Saved data entries:
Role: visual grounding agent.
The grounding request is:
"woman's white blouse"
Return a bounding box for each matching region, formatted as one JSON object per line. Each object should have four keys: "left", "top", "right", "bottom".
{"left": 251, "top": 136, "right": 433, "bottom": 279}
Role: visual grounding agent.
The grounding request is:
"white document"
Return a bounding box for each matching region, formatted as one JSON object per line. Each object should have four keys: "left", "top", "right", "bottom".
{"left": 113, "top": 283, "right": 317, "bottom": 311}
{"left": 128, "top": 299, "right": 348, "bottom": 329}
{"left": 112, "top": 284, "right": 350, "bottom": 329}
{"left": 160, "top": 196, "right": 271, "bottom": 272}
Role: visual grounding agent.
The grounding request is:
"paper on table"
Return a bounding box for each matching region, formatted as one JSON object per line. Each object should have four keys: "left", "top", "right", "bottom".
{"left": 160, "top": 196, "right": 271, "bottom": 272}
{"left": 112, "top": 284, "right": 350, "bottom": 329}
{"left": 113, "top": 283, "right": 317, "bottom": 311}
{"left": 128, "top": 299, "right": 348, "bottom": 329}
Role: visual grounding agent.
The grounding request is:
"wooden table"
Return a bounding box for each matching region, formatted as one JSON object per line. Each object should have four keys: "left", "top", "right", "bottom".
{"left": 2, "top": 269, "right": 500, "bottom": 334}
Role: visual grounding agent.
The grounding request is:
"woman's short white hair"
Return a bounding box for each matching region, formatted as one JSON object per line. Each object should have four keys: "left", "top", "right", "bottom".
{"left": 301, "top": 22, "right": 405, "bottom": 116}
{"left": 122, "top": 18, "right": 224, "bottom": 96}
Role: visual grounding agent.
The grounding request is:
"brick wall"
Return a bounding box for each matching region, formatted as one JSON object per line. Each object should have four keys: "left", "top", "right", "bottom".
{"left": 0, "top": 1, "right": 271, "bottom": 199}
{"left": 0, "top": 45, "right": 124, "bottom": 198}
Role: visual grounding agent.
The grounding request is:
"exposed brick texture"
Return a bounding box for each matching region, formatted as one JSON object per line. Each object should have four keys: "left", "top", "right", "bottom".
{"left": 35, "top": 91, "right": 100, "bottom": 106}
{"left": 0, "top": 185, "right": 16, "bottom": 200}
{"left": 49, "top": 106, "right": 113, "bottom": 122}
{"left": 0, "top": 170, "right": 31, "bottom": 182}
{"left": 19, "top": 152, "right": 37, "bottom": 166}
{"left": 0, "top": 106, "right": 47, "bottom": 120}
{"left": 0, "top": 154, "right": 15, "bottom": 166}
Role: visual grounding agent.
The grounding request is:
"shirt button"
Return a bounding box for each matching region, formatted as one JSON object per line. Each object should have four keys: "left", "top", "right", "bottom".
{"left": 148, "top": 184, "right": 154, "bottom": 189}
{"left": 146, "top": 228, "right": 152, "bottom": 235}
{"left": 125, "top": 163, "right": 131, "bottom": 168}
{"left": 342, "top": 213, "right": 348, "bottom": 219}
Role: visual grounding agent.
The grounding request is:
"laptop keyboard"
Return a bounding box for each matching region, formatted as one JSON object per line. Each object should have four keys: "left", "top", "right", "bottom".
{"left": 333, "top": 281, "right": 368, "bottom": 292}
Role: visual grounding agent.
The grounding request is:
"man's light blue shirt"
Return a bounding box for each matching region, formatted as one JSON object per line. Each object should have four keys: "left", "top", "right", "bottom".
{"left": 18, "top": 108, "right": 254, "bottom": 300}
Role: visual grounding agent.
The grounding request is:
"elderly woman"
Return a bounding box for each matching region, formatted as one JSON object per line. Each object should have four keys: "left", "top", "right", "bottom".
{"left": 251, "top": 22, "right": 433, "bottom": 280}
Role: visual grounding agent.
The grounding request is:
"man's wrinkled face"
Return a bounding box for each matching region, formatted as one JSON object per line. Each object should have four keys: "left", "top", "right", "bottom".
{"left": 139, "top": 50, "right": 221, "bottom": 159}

--

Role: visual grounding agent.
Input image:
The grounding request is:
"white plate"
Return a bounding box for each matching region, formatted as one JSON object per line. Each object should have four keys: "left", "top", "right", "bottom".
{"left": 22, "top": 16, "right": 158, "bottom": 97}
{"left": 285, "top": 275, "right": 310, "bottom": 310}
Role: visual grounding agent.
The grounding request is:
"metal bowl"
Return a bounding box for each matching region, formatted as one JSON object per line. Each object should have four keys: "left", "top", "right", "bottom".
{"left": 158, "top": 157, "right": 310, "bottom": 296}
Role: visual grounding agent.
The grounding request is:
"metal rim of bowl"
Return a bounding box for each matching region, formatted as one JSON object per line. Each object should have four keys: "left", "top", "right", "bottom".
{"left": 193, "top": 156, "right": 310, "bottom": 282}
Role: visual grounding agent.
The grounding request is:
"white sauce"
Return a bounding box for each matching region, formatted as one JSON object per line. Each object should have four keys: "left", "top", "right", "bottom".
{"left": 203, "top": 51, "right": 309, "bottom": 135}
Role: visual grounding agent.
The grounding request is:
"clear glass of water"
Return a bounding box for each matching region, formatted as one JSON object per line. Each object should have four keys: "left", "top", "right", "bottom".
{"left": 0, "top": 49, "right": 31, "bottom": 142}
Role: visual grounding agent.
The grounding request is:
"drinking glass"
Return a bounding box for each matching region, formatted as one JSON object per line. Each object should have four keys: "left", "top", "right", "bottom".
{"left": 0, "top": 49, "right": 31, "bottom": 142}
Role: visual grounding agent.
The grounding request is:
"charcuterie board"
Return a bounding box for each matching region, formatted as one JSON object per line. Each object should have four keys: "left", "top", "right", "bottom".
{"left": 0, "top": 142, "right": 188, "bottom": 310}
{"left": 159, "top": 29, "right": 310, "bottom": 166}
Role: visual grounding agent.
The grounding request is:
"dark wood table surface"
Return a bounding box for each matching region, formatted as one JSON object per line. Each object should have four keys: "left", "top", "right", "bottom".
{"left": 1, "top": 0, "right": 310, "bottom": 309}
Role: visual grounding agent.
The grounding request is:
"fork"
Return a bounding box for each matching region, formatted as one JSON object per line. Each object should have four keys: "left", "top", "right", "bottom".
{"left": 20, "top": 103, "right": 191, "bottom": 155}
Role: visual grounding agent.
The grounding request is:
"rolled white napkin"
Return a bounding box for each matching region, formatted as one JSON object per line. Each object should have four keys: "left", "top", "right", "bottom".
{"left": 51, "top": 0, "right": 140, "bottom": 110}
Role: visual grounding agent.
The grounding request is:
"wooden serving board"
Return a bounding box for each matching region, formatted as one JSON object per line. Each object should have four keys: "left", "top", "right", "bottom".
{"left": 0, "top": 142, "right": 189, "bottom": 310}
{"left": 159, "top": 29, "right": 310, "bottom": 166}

■ ASSIGNMENT ■
Determine the number of lines in the data above that hold "woman", and reply with that number alone.

■ EXERCISE RESPONSE ■
3